■ **What needs to be done**
Reproduce the items word for word, starting at the beginning of the items and ending at the line that contains "positive clicks: (570, 205)", with both ends included. Leave the pictures out of your answer.

■ **The input**
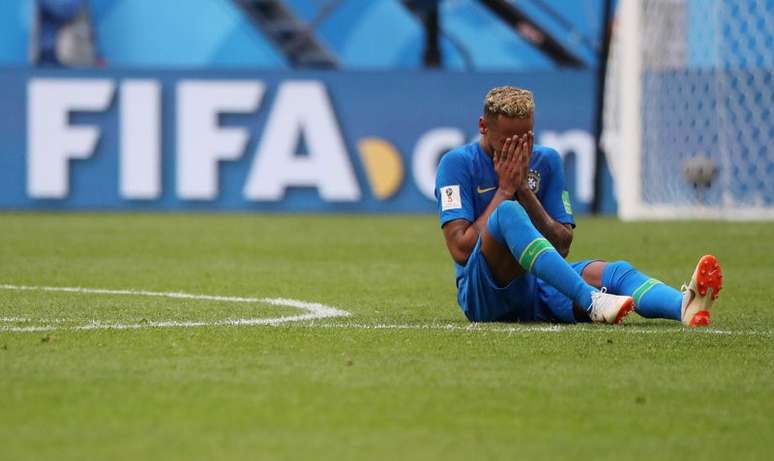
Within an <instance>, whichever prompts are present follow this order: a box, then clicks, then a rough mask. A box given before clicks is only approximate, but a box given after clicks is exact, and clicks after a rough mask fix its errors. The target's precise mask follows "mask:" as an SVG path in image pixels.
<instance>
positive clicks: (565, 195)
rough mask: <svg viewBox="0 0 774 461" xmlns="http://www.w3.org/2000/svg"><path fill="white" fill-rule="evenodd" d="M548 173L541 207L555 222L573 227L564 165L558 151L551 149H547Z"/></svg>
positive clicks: (570, 205)
mask: <svg viewBox="0 0 774 461" xmlns="http://www.w3.org/2000/svg"><path fill="white" fill-rule="evenodd" d="M547 156H548V163H549V168H550V174H549V175H548V181H547V184H545V185H544V187H545V188H546V189H545V195H544V197H543V208H545V210H546V212H547V213H548V214H549V215H550V216H551V217H552V218H554V220H556V221H557V222H560V223H562V224H570V225H571V226H572V227H575V218H574V217H573V215H572V206H571V205H570V193H569V192H568V191H567V185H566V184H565V182H564V166H563V165H562V158H561V157H560V156H559V153H558V152H556V151H555V150H553V149H548V151H547Z"/></svg>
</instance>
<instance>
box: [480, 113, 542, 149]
mask: <svg viewBox="0 0 774 461" xmlns="http://www.w3.org/2000/svg"><path fill="white" fill-rule="evenodd" d="M482 122H483V123H482V127H481V131H482V133H481V134H482V135H483V138H484V139H482V141H484V142H486V143H487V144H488V146H487V147H488V150H489V151H490V153H491V154H493V155H494V154H495V153H502V151H503V148H504V147H505V144H506V140H508V139H511V140H517V139H520V138H522V137H524V136H527V134H529V133H531V132H532V127H533V120H532V117H529V118H509V117H504V116H502V115H498V116H497V117H486V118H483V119H482ZM529 151H530V152H532V140H531V138H530V145H529Z"/></svg>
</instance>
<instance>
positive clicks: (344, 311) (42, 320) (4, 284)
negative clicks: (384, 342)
mask: <svg viewBox="0 0 774 461" xmlns="http://www.w3.org/2000/svg"><path fill="white" fill-rule="evenodd" d="M0 289H2V290H15V291H46V292H60V293H79V294H97V295H123V296H148V297H159V298H173V299H193V300H197V301H220V302H232V303H251V304H268V305H271V306H281V307H293V308H297V309H301V310H304V311H306V313H305V314H299V315H291V316H287V317H273V318H247V319H225V320H213V321H188V322H178V321H152V322H143V323H121V322H112V323H110V322H100V321H94V322H91V323H89V324H86V325H79V326H74V327H71V328H67V329H70V330H105V329H116V330H127V329H138V328H192V327H206V326H224V325H225V326H252V325H279V324H282V323H288V322H300V321H305V320H319V319H324V318H331V317H348V316H349V315H350V314H349V312H347V311H343V310H341V309H336V308H335V307H331V306H326V305H325V304H320V303H309V302H305V301H299V300H297V299H288V298H249V297H239V296H213V295H202V294H191V293H182V292H160V291H145V290H107V289H102V288H82V287H49V286H30V285H9V284H0ZM30 321H32V319H29V318H26V317H24V318H22V317H5V318H0V322H25V323H28V322H30ZM41 321H47V322H52V320H44V319H41ZM57 321H61V319H57ZM56 329H59V328H57V327H56V326H54V325H42V326H24V327H15V326H8V327H0V331H7V332H39V331H51V330H56Z"/></svg>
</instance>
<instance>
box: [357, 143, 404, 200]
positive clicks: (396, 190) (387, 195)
mask: <svg viewBox="0 0 774 461" xmlns="http://www.w3.org/2000/svg"><path fill="white" fill-rule="evenodd" d="M357 147H358V150H359V151H360V159H361V160H362V161H363V166H364V167H365V172H366V176H367V177H368V182H369V184H370V185H371V190H372V191H373V193H374V195H375V196H376V198H378V199H379V200H386V199H388V198H390V197H392V196H394V195H395V194H396V193H398V189H400V186H401V184H403V161H402V160H401V156H400V152H398V149H396V148H395V146H393V145H392V144H390V143H389V142H387V141H385V140H384V139H380V138H363V139H361V140H360V141H359V142H358V145H357Z"/></svg>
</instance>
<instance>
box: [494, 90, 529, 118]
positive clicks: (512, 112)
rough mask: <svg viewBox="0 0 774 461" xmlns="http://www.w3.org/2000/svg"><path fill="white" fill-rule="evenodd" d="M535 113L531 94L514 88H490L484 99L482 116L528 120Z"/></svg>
mask: <svg viewBox="0 0 774 461" xmlns="http://www.w3.org/2000/svg"><path fill="white" fill-rule="evenodd" d="M534 112H535V99H534V97H533V96H532V92H531V91H529V90H525V89H522V88H516V87H514V86H500V87H497V88H492V89H491V90H489V93H487V94H486V97H485V98H484V115H485V116H495V117H496V116H498V115H504V116H506V117H508V118H529V117H531V116H532V114H533V113H534Z"/></svg>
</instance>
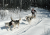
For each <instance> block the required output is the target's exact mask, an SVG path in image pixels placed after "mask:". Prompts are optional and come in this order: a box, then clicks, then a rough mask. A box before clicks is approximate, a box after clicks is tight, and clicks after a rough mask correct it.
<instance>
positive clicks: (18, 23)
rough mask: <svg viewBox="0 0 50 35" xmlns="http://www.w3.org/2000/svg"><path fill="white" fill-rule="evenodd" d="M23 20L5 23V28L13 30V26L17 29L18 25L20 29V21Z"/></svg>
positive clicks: (11, 20) (19, 20) (14, 27)
mask: <svg viewBox="0 0 50 35" xmlns="http://www.w3.org/2000/svg"><path fill="white" fill-rule="evenodd" d="M20 20H21V18H20V19H19V20H13V19H12V18H11V21H10V22H8V23H5V26H7V27H9V29H10V28H11V26H12V25H13V28H16V25H18V27H19V21H20Z"/></svg>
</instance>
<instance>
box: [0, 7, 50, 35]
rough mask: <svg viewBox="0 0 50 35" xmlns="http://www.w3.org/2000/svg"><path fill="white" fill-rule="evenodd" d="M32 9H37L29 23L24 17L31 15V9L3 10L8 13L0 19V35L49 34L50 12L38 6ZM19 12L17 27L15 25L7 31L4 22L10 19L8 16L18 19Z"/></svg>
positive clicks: (27, 34)
mask: <svg viewBox="0 0 50 35" xmlns="http://www.w3.org/2000/svg"><path fill="white" fill-rule="evenodd" d="M34 9H35V10H36V11H37V16H36V18H33V19H32V20H31V23H30V24H29V23H28V22H27V21H25V20H24V19H25V17H26V16H28V15H31V10H27V12H24V10H22V12H20V11H19V10H18V11H19V12H18V13H17V10H14V11H13V10H6V11H5V12H6V13H8V14H7V15H6V17H4V20H2V19H0V35H50V33H49V32H50V12H49V11H48V10H45V9H42V8H38V7H35V8H34ZM12 11H13V12H12ZM19 13H20V17H21V21H20V24H19V28H18V26H16V28H15V29H14V30H13V31H11V30H9V31H7V29H6V28H5V23H6V22H9V21H11V19H10V17H12V18H13V19H14V20H16V19H19V18H20V17H19Z"/></svg>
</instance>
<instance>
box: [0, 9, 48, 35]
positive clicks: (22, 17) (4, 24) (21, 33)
mask: <svg viewBox="0 0 50 35" xmlns="http://www.w3.org/2000/svg"><path fill="white" fill-rule="evenodd" d="M35 9H36V10H37V17H36V18H33V19H32V20H31V23H30V24H29V23H28V22H27V21H23V19H25V16H27V15H31V14H30V10H29V11H28V12H21V15H22V17H21V18H22V20H21V21H20V25H19V28H18V26H16V29H14V30H13V31H7V30H6V28H5V22H9V21H10V20H8V21H6V20H5V21H0V23H1V24H0V31H1V32H0V35H21V34H23V33H25V32H27V31H28V30H29V29H31V28H32V27H34V28H35V29H38V28H36V26H37V25H39V24H40V22H41V21H43V20H44V18H45V17H47V15H45V14H41V13H44V12H43V11H42V12H40V10H38V8H35ZM22 13H23V14H22ZM13 19H15V18H13ZM39 29H40V28H39ZM33 31H34V30H33Z"/></svg>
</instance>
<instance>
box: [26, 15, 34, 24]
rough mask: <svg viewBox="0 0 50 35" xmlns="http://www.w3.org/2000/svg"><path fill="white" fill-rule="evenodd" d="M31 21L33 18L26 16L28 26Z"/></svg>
mask: <svg viewBox="0 0 50 35" xmlns="http://www.w3.org/2000/svg"><path fill="white" fill-rule="evenodd" d="M32 19H33V16H26V21H28V22H29V24H30V22H31V20H32Z"/></svg>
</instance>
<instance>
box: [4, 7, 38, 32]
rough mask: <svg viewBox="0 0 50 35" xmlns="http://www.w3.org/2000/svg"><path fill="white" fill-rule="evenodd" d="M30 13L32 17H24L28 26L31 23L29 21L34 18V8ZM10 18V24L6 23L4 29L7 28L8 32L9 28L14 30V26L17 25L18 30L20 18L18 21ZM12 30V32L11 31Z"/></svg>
mask: <svg viewBox="0 0 50 35" xmlns="http://www.w3.org/2000/svg"><path fill="white" fill-rule="evenodd" d="M31 13H32V15H31V16H26V21H28V22H29V24H30V22H31V20H32V19H33V18H36V13H37V12H36V10H34V8H33V9H32V10H31ZM10 18H11V21H10V22H7V23H5V27H8V31H9V30H10V29H11V26H13V29H15V28H16V25H18V28H19V24H20V20H21V18H20V19H19V20H14V19H13V18H12V17H10ZM13 29H12V30H13Z"/></svg>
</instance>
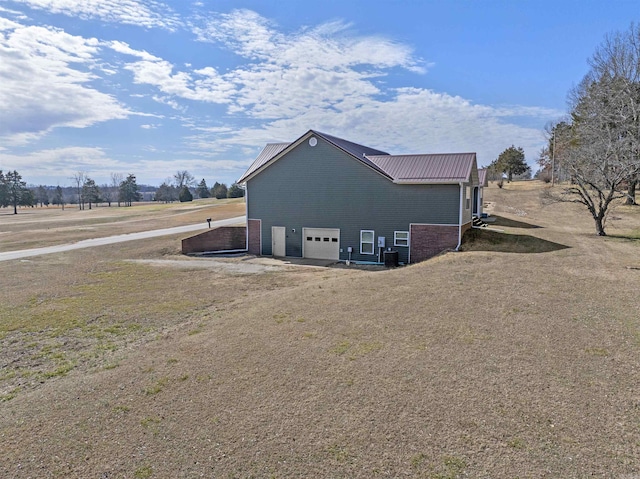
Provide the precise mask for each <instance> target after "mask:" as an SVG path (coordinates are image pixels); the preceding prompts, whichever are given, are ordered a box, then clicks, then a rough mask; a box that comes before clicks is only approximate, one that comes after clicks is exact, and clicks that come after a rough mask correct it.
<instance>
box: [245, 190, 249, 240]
mask: <svg viewBox="0 0 640 479" xmlns="http://www.w3.org/2000/svg"><path fill="white" fill-rule="evenodd" d="M248 186H249V185H248V184H247V182H246V181H245V182H244V216H245V218H246V219H247V220H246V221H247V222H246V225H247V230H246V231H245V233H246V235H245V249H246V250H247V251H249V187H248Z"/></svg>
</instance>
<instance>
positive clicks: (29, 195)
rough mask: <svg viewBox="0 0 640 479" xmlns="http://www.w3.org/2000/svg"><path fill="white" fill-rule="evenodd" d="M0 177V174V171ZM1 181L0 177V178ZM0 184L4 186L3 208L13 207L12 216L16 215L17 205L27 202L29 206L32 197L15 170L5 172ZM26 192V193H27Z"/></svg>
mask: <svg viewBox="0 0 640 479" xmlns="http://www.w3.org/2000/svg"><path fill="white" fill-rule="evenodd" d="M0 175H2V172H1V171H0ZM0 179H1V176H0ZM2 183H3V185H4V196H5V198H4V201H3V205H4V206H9V205H11V206H13V214H14V215H17V214H18V205H22V204H23V203H24V202H27V201H28V202H29V205H28V206H30V205H31V204H32V203H33V201H32V196H31V192H30V190H29V189H28V188H27V184H26V183H25V182H24V181H22V176H20V173H18V172H17V171H16V170H13V171H7V173H6V174H5V175H4V178H3V179H2ZM27 192H28V193H27Z"/></svg>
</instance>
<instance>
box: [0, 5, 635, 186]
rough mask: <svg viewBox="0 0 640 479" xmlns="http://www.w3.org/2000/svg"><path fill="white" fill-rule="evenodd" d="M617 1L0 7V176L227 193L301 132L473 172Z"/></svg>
mask: <svg viewBox="0 0 640 479" xmlns="http://www.w3.org/2000/svg"><path fill="white" fill-rule="evenodd" d="M639 17H640V12H639V11H638V5H637V3H636V2H633V1H628V2H625V1H589V0H583V1H564V0H556V1H515V0H513V1H479V0H477V1H445V0H440V1H428V0H425V1H420V0H412V1H409V0H388V1H376V0H366V1H365V0H353V1H350V0H324V1H322V2H303V1H299V0H278V1H268V0H263V1H258V0H251V1H249V0H247V1H242V0H233V1H232V0H218V1H206V0H201V1H191V0H182V1H161V0H0V105H2V107H1V108H0V169H2V170H5V171H7V170H13V169H17V170H18V171H19V172H20V173H21V174H22V176H23V178H24V179H25V180H26V181H27V182H28V183H30V184H50V185H58V184H59V185H61V186H64V185H71V184H72V181H71V179H70V177H71V176H72V175H73V174H74V173H75V172H77V171H83V172H85V173H86V174H88V176H89V177H91V178H93V179H94V180H95V181H96V182H97V183H99V184H101V183H107V182H108V181H109V177H110V174H111V173H122V174H125V175H126V174H129V173H133V174H135V175H136V176H137V178H138V182H139V183H145V184H152V185H159V184H160V183H161V182H162V181H163V180H165V179H166V178H169V177H171V176H172V175H173V173H175V172H176V171H178V170H188V171H189V172H191V173H192V174H193V175H194V176H195V177H196V178H197V179H198V180H200V179H201V178H205V179H206V181H207V183H208V184H209V185H212V184H213V183H214V182H215V181H220V182H225V183H227V184H230V183H232V182H233V181H234V180H235V179H237V178H239V177H240V176H241V175H242V173H243V172H244V170H245V169H246V168H247V166H248V165H249V164H250V163H251V162H252V161H253V159H254V158H255V157H256V156H257V154H258V153H259V152H260V150H261V148H262V147H263V146H264V144H265V143H267V142H273V141H292V140H294V139H296V138H297V137H299V136H300V135H302V134H303V133H304V132H306V131H307V130H309V129H316V130H319V131H322V132H325V133H329V134H332V135H335V136H339V137H342V138H346V139H348V140H351V141H355V142H358V143H362V144H365V145H367V146H371V147H375V148H379V149H382V150H384V151H388V152H389V153H392V154H403V153H443V152H467V151H475V152H477V154H478V162H479V164H480V165H487V164H489V163H490V162H491V161H492V160H493V159H494V158H495V157H496V156H497V155H498V154H499V153H500V152H501V151H502V150H504V149H505V148H507V147H509V146H510V145H512V144H514V145H516V146H522V147H523V148H524V149H525V153H526V155H527V161H528V162H529V163H530V164H531V165H532V166H533V165H535V160H536V158H537V154H538V152H539V151H540V148H541V146H542V145H543V144H544V136H543V128H544V126H545V124H547V123H548V122H550V121H555V120H558V119H560V118H561V117H562V116H563V115H564V114H565V113H566V97H567V92H568V91H569V89H570V88H572V86H573V85H575V84H577V83H578V82H579V81H580V80H581V78H582V77H583V75H584V74H585V73H586V72H587V69H588V63H587V60H588V58H589V57H590V56H591V54H592V53H593V51H594V49H595V48H596V47H597V45H598V44H599V43H600V42H601V41H602V40H603V38H604V36H605V35H606V34H607V33H611V32H613V31H616V30H624V29H626V28H628V27H629V25H630V24H631V22H633V21H638V20H639Z"/></svg>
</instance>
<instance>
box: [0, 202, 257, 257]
mask: <svg viewBox="0 0 640 479" xmlns="http://www.w3.org/2000/svg"><path fill="white" fill-rule="evenodd" d="M244 214H245V205H244V200H243V199H241V198H240V199H229V200H216V199H200V200H195V201H193V202H189V203H167V204H165V203H141V204H134V206H132V207H127V208H125V207H117V206H115V204H113V206H111V207H107V206H99V207H95V206H94V207H93V208H92V209H91V210H89V209H85V210H83V211H80V210H78V208H77V207H74V206H73V205H66V206H65V209H64V210H62V209H61V208H58V207H54V206H50V207H45V208H21V209H19V210H18V214H17V215H14V214H13V210H12V209H10V208H3V209H0V251H15V250H20V249H29V248H39V247H44V246H53V245H58V244H66V243H71V242H75V241H80V240H84V239H89V238H100V237H103V236H113V235H119V234H126V233H137V232H139V231H147V230H154V229H161V228H171V227H173V226H183V225H190V224H195V223H200V222H201V223H203V224H204V225H206V219H207V218H211V219H212V220H214V221H215V220H218V219H223V218H230V217H234V216H241V215H244Z"/></svg>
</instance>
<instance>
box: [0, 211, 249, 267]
mask: <svg viewBox="0 0 640 479" xmlns="http://www.w3.org/2000/svg"><path fill="white" fill-rule="evenodd" d="M245 218H246V217H245V216H236V217H235V218H228V219H226V220H218V221H212V222H211V227H212V228H217V227H218V226H229V225H233V224H236V223H244V222H245V221H246V219H245ZM207 228H208V226H207V223H204V224H202V223H199V224H197V225H187V226H176V227H175V228H164V229H160V230H151V231H141V232H139V233H128V234H124V235H117V236H106V237H104V238H93V239H89V240H82V241H78V242H77V243H71V244H63V245H58V246H47V247H45V248H33V249H23V250H18V251H7V252H6V253H0V261H8V260H11V259H20V258H28V257H30V256H40V255H42V254H50V253H62V252H64V251H71V250H74V249H81V248H92V247H94V246H103V245H107V244H113V243H123V242H125V241H134V240H139V239H146V238H155V237H156V236H167V235H173V234H178V233H189V232H190V231H198V230H206V229H207Z"/></svg>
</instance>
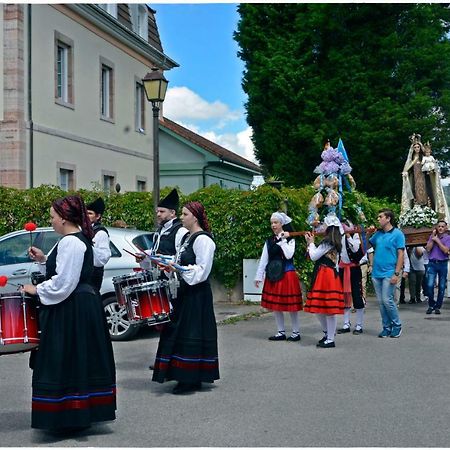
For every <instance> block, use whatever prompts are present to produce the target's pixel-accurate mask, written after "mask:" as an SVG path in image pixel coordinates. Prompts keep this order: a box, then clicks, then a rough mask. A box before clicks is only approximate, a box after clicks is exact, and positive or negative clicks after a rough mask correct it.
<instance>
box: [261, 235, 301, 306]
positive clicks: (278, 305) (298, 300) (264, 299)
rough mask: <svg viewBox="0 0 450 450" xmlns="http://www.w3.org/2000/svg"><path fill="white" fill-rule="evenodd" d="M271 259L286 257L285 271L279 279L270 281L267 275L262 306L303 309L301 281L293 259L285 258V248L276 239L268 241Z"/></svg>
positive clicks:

■ **The answer**
Within an <instance>, whichever prompts are present follow this order: a box, then clicks, then a rough mask. A box given before clicks is only approximate, but a box given after clicks is exact, and clicks after a rough mask fix its errors. The target's precise mask follows "mask:" as an SVG path in image pixels.
<instance>
positive clicks: (565, 195)
rough mask: <svg viewBox="0 0 774 461" xmlns="http://www.w3.org/2000/svg"><path fill="white" fill-rule="evenodd" d="M548 173L541 207L555 222L573 227L564 165L558 151L551 149H547Z"/></svg>
positive clicks: (570, 205)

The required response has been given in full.